### Excerpted text
Question

Picture will give explanation. I got the answer wrong and im not sure how..

Answer 1

gimme a sec i gotta post the pic

Answer 2

what grade?

Answer 3

calculus 2

Answer 4

taylor series expansion

Answer 5

cant help sorry

Answer 6

@jtvatsim

Answer 7

Looks good, your line when you write "substitute x^2 for x" contains an error - you shouldn't have x^5 and x^6 where they are right now. But your final answer looks correct.

Answer 8

Ok i think i started to understand some parts of it but im still sort of lost

Answer 9

which parts have you confused?

Answer 10

no i checked the book and the answer was wrong. I think i started my mistake by doing the integration of (1-x)^-1

Answer 11

because by chain rule it would have made the lnx negative and i didnt include that

Answer 12

id say the part i really dont get is the maclauren series of ln(1+x)

Answer 13

OK, as far as why it equals the expansion?

Answer 14

as far as why the expansion is how it is i think is what i mean to say. because shouldnt it just be the integral of (1+x)^-1?

Answer 15

and thats like x^n

Answer 16

which would make the integral of x^n equal to (1/n+1)(x^n+1)

Answer 17

but they just have n on the bottom not n+1

Answer 18

this is the answer

Answer 19

OK, I see what you mean. let me work something out real quick.

### Data extract
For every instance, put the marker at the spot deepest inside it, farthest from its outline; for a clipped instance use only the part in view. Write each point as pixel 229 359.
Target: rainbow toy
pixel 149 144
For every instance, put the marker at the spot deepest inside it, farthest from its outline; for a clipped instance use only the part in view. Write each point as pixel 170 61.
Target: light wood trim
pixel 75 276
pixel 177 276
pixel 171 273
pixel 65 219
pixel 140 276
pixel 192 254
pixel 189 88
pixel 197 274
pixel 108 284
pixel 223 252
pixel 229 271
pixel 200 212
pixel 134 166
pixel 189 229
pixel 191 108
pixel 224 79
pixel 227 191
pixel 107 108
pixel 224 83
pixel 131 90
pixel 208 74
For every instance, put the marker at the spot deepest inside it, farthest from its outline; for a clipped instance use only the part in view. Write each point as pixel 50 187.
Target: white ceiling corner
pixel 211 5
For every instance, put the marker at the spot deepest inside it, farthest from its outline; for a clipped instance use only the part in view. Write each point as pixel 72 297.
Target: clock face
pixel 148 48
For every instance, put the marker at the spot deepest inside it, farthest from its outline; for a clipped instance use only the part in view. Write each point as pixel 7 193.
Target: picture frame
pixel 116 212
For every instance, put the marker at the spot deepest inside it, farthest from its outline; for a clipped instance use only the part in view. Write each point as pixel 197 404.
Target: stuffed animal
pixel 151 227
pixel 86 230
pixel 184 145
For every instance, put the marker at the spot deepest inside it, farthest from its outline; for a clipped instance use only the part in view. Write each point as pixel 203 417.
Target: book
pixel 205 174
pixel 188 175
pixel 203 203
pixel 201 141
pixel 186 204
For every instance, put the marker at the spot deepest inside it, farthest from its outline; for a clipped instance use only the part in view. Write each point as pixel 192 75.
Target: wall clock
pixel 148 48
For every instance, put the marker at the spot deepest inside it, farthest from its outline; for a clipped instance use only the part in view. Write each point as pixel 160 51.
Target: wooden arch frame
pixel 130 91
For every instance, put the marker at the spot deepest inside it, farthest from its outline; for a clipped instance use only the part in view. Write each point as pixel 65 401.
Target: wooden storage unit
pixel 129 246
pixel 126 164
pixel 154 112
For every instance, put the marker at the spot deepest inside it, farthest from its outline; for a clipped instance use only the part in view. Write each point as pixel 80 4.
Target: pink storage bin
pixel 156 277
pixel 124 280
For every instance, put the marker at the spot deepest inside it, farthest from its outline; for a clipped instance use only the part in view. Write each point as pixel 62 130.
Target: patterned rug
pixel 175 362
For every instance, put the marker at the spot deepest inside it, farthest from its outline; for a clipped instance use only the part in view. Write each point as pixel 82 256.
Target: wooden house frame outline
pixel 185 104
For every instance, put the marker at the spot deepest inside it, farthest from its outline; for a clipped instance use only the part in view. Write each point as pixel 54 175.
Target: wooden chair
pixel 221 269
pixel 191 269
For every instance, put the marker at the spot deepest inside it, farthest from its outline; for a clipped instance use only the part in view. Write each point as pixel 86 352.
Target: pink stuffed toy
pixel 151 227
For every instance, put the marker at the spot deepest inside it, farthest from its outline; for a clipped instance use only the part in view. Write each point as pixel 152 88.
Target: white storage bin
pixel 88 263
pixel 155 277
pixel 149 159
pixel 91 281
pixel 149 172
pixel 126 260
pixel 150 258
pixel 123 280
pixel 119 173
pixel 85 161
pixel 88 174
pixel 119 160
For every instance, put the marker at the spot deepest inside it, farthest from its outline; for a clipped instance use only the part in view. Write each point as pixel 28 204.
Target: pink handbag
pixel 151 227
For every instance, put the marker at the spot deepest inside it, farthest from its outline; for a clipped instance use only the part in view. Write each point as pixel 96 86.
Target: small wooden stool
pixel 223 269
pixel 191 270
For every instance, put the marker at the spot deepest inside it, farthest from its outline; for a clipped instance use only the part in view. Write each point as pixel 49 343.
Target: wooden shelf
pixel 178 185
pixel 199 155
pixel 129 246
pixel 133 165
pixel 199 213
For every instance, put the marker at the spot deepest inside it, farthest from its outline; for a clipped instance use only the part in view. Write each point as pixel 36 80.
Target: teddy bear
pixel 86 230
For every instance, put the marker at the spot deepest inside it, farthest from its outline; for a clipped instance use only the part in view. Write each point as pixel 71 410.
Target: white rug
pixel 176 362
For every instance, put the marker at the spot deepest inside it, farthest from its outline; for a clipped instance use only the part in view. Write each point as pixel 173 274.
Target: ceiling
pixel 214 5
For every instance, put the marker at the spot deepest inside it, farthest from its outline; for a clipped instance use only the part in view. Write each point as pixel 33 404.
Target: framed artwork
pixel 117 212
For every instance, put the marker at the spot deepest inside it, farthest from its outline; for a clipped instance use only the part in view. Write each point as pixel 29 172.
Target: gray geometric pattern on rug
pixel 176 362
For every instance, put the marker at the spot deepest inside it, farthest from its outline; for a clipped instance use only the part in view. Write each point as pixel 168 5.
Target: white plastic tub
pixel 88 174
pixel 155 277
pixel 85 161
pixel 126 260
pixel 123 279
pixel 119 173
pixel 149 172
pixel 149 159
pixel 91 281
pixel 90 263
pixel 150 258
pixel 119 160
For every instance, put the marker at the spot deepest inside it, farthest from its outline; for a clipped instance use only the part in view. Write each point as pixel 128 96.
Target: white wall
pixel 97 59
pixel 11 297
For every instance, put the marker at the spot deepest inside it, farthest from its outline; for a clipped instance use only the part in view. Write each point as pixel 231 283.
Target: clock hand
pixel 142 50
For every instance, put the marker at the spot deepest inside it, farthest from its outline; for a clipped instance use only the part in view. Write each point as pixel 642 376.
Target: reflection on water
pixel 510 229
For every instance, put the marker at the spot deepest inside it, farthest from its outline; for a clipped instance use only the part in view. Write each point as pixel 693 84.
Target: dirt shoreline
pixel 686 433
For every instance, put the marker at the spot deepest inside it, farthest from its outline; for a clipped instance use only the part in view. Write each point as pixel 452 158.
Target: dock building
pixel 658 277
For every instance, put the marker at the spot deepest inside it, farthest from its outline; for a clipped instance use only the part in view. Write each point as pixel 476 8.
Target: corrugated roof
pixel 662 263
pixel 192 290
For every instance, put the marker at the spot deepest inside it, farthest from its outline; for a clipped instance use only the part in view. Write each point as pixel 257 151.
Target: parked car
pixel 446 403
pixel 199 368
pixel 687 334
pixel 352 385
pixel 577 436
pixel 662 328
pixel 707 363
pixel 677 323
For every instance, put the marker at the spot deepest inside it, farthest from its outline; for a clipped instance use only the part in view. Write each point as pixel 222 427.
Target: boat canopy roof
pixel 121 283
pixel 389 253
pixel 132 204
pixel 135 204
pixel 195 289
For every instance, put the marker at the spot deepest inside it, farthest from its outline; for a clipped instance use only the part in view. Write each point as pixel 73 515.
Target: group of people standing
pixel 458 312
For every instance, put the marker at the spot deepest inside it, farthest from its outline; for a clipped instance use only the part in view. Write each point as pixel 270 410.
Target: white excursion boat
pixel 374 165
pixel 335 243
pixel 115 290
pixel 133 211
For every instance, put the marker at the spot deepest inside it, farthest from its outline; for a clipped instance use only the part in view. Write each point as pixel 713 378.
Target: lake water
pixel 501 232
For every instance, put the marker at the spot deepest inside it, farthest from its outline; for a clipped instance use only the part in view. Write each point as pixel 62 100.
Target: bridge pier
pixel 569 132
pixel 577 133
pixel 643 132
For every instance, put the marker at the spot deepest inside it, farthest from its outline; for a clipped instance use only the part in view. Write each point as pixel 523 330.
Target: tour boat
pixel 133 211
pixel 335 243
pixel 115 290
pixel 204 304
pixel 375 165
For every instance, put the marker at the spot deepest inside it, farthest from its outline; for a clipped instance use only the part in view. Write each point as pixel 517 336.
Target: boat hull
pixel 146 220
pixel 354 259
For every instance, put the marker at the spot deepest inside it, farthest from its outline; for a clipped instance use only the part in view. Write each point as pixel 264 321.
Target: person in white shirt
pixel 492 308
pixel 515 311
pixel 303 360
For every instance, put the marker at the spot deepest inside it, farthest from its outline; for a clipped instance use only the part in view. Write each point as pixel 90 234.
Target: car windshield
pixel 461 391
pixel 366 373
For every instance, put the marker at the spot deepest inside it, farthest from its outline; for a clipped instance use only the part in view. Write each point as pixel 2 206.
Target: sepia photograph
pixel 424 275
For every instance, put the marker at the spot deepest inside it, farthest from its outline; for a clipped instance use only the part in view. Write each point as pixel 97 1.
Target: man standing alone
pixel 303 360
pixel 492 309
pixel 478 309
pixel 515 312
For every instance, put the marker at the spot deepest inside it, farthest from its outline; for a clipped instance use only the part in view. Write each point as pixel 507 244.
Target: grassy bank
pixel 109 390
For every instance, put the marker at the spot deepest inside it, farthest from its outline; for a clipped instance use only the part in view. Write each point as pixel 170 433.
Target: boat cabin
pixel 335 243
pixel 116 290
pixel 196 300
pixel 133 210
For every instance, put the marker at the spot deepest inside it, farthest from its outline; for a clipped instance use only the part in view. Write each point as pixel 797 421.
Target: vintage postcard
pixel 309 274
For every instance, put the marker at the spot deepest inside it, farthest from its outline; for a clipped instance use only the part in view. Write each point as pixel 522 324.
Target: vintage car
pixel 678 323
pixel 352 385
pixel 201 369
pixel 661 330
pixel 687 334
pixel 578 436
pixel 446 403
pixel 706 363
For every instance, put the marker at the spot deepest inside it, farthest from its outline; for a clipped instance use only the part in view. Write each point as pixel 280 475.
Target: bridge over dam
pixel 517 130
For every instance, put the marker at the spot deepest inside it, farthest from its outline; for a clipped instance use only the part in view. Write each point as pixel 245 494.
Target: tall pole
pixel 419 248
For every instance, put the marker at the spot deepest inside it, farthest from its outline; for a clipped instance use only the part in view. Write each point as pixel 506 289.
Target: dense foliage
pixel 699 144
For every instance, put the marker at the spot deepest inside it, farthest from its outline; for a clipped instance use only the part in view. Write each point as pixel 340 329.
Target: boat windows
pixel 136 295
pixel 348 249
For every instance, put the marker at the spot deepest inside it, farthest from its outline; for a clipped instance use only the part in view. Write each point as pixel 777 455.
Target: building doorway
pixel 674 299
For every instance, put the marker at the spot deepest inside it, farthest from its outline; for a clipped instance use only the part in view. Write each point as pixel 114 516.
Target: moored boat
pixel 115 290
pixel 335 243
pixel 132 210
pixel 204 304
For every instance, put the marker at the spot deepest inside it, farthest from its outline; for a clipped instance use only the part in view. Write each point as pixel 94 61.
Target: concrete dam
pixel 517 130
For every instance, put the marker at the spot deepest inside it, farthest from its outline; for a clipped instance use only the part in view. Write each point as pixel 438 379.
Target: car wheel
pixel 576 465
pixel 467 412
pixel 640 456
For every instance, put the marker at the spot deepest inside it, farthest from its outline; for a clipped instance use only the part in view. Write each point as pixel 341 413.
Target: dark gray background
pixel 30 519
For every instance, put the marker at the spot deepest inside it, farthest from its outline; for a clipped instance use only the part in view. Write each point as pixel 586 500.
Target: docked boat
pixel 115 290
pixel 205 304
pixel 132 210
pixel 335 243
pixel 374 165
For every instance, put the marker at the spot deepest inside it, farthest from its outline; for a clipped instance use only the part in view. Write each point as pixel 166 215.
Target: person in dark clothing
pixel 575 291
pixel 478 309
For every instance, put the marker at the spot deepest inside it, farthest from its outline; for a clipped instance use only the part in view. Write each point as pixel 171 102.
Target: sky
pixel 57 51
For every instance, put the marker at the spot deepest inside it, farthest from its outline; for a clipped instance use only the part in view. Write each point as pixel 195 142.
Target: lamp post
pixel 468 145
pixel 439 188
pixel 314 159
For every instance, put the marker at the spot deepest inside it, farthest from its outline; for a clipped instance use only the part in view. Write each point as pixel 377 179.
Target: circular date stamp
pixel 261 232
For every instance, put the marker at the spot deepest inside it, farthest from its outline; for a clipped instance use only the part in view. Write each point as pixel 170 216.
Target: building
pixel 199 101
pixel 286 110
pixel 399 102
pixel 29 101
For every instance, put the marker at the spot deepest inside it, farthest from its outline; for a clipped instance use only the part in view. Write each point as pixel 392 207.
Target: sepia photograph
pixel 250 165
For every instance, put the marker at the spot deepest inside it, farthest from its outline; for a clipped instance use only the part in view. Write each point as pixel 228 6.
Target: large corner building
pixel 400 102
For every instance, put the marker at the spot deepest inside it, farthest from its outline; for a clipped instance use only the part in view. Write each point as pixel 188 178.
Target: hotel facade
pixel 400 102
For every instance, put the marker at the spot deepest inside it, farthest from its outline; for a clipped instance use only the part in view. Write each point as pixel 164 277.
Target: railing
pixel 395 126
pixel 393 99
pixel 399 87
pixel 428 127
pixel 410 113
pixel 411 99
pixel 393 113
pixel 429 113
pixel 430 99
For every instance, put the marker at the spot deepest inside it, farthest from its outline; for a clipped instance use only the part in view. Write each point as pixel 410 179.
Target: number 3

### Problems
1) In the thread about the Taylor series problem, what course does the problem come from?
2) Reproduce the Taylor series thread, beginning at the words "as far as why the" and stopping after "equal to (1/n+1)(x^n+1)", with "integral" changed to "antiderivative".
3) Carry the Taylor series forum thread on past its last post.
The listing is drawn from a separate source.

### In response
1) Calculus 2.

2)
as far as why the expansion is how it is i think is what i mean to say. because shouldnt it just be the antiderivative of (1+x)^-1?

Answer 15

and thats like x^n

Answer 16

which would make the antiderivative of x^n equal to (1/n+1)(x^n+1)

3)
Answer 20

Still there?

Answer 21

yeah, sorry, had to step away from the computer for a minute

Answer 22

I'm starting to work out the derivation, but now I'm getting confused to! ;)

Answer 23

OK, so here is how we derive the Maclaurin series for ln|1 + x|

Answer 24

Yeah its frikken tough and I have my final next wednesday

Answer 25

f(x) = ln|1+x|
f'(x) = 1/(1+x) = 1/(1-[-x])

But we know that 1/(1-x) = 1 + x + x^2 + ...
So, 1/(1-[-x]) = 1 + (-x) + (-x)^2 + (-x)^3 + ... = 1 - x + x^2 - x^3 ...

Answer 26

yeah thats what i was thinking

Answer 27

Good, so then
f'(x) = 1 - x + x^2 - x^3 ...
implies that
f(x) = x - x^2/2 + x^3/3 - x^4/4 ...

OR

ln|1 + x| = x - x^2/2 + x^3/3 - x^4/4 ...

Answer 28

yeah i think im following you

Answer 29

In other words
\[\ln|1+x| = \sum_{n=1}^\infty \frac{(-1)^{n+1} x^n}{n}\]
although you could write this using n+1 if you prefer... like this

Answer 30

oh so it starts at 1?

Answer 31

wait yeah do the n+1 one

Answer 32

\[\ln|1+x| = \sum_{n=0}^\infty \frac{(-1)^n x^{n+1}}{n+1}\]

Answer 33

flutter YES

Answer 34

lol, these are equivalent series.

Answer 35

Ok yeah thats what i had from the beginning and then plugged in the x^2 to get (1/n+1)x^(2n+2)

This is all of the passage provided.